--- DOCUMENT PASSAGE ---
Six Ways to Boost the ROI of Your Strategic Alliance

Since the 1990s, numerous studies have shown that 40% to 60% of strategic alliances do not meet CEO and senior executives’ expectations, despite the widespread sharing of best practices for leading and managing them. Nonetheless, with strategic alliances growing in number, impact, and financial importance for companies of all sizes and industries, it’s critical to understand and resolve this paradox.

To gain insights into why this success gap exists, and what can be done to create a stronger ROI, we recently conducted a study of CEOs and senior executives’ experiences and expectations of these relationships. 89 senior executives responded, including CEOs and senior executives from companies ranging in size from under $1 million to over $1 billion in 15 manufacturing and service industry sectors.

Our study led to surprising new insights about the possible sources of mismatched expectations and assumptions that often start before the relationship is even launched. To overcome these issues and gain increased value from your strategic alliances, here are six foundational recommendations.

1. Distinguish Strategic Alliances from Other External Relationships

The first step in building truly powerful strategic alliances is to determine whether a “strategic alliance,” with all of its implications, is actually the best solution for your business.

In our experience, successful strategic alliances are formed around an objective that is critical to each company’s vision, mission, and strategy. These relationships include elements of mutual consideration; joint decision-making; shared resources, risks, rewards, and outcomes that neither could produce alone.

For example, take the strategic alliance between GlaxoSmithKline and Theravance, Inc., which includes shared equity ownership and collaboration on COPD drugs. This alliance creates value that neither company could create on its own. In contrast, there is the recent agreement in which Vical Inc. granted Bristol-Myers Squibb Co. a non-exclusive license for two of its immunization technologies. This provides considerable value to both companies, but is more transactional in nature.

Reaching internal clarity on whether a strategic alliance or some other type of external relationship is the best approach to meeting your expectations, before reaching out to prospective partners, will allow you to focus your resources and create a more powerful portfolio of external relationships that meet your company’s particular needs.

2. Clarify Mutual Expectations with Prospective Partners

Just as it’s critical for you and your executive team to distinguish strategic alliances from other external relationships, it’s critical that you and your prospective partner have clarified mutual expectations as well. Unfortunately, this is not always the case. In fact, one of the most surprising findings of our study was that the term ‘strategic alliance” defied consistent definition (see sidebar chart).

The question of how to define a strategic alliance goes beyond semantics. If potential alliance partners use the term “strategic alliance” to describe their relationship, but have dramatically different expectations about governance and return on investment, there is substantial risk of clashes down the road.

Bringing up differences in expectations before executing an alliance enables both parties to have a realistic sense of whether the relationship is truly a fit for each company’s strategic objectives, and if necessary, adjust their expectations accordingly.

3. Align Expectations Within and Across Organizations

One of major sources of mismatched expectations may come from the fact that individuals with different levels of seniority, strategic orientation, and accountability often represent opposite sides of an alliance. Over 60% of senior executives in large companies and over 30% in small companies in our study delegated all or most decisions about their alliances.
--- DATA RECORDS ---
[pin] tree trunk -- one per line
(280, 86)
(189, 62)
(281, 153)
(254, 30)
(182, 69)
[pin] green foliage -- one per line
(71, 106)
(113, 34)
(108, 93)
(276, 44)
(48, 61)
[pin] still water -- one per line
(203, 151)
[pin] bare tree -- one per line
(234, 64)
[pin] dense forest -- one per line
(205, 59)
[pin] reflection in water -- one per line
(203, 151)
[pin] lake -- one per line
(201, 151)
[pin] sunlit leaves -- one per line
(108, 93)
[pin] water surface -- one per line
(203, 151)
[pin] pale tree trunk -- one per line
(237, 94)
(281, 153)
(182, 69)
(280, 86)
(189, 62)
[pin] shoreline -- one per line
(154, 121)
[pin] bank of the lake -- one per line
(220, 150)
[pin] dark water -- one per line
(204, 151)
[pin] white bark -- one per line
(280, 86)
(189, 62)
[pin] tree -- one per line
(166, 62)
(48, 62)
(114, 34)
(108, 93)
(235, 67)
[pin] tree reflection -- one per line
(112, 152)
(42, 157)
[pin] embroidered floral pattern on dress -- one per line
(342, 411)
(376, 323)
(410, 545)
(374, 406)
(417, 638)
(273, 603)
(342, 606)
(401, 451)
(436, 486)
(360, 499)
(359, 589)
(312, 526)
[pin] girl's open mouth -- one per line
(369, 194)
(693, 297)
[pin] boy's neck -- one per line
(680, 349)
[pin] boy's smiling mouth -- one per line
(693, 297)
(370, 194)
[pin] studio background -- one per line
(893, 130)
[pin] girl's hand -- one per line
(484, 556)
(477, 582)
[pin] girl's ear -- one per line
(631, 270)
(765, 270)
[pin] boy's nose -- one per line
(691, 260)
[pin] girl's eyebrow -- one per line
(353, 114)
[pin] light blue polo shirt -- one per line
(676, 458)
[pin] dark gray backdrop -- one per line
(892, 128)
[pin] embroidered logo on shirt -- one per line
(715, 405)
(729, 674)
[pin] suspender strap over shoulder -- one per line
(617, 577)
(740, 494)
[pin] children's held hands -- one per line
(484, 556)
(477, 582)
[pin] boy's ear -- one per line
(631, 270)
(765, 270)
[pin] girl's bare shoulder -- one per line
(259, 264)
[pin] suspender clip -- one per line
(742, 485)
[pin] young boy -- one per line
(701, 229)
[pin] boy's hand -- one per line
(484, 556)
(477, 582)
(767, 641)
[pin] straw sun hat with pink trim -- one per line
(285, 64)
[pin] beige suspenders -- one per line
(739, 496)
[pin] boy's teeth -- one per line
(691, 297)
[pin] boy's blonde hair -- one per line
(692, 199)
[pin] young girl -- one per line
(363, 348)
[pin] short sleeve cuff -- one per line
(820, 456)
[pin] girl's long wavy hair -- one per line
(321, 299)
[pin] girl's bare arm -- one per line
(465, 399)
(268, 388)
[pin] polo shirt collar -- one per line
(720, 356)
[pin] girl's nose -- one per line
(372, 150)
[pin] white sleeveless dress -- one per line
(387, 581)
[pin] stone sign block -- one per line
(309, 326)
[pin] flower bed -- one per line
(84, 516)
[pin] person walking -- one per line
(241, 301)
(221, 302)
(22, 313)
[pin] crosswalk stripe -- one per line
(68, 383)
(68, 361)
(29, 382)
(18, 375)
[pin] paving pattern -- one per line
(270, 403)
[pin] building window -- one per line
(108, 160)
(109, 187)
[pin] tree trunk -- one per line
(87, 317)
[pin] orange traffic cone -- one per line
---
THINGS TO DO:
[1] According to the article on strategic alliance ROI, what share of strategic alliances have studies since the 1990s shown fail to meet the expectations of CEOs and senior executives?
[2] Continue the article on strategic alliance ROI from its last sentence.

RESPONSE LIST:
[1] 40% to 60% of them.

[2]
We often see this in technology development alliances, where a senior executive represents the technology owner, and individuals from middle management represent the potential co-development partner. This often results in one alliance partner primarily focused on transactional or tactical matters while the other partner is focused on strategic issues. This could explain our finding that over 50% of our respondents expressed a “strong” or “very strong” wish that their partners would “adopt a more strategic versus tactical orientation.”

To achieve an alliance’s full potential, it’s critical that both partners ensure everyone accountable for making decisions about the alliance is well-versed in how the alliance will fit with the company’s strategic objectives, and also has the authority, knowledge, skills and abilities to effectively lead and manage it.

Uncover Assumptions about Priority of the Alliance

Assumptions about the priority of the alliance can make or break a successful outcome. Among the key assumptions partners often overlook or underestimate are issues of decision-making, timing and resourcing.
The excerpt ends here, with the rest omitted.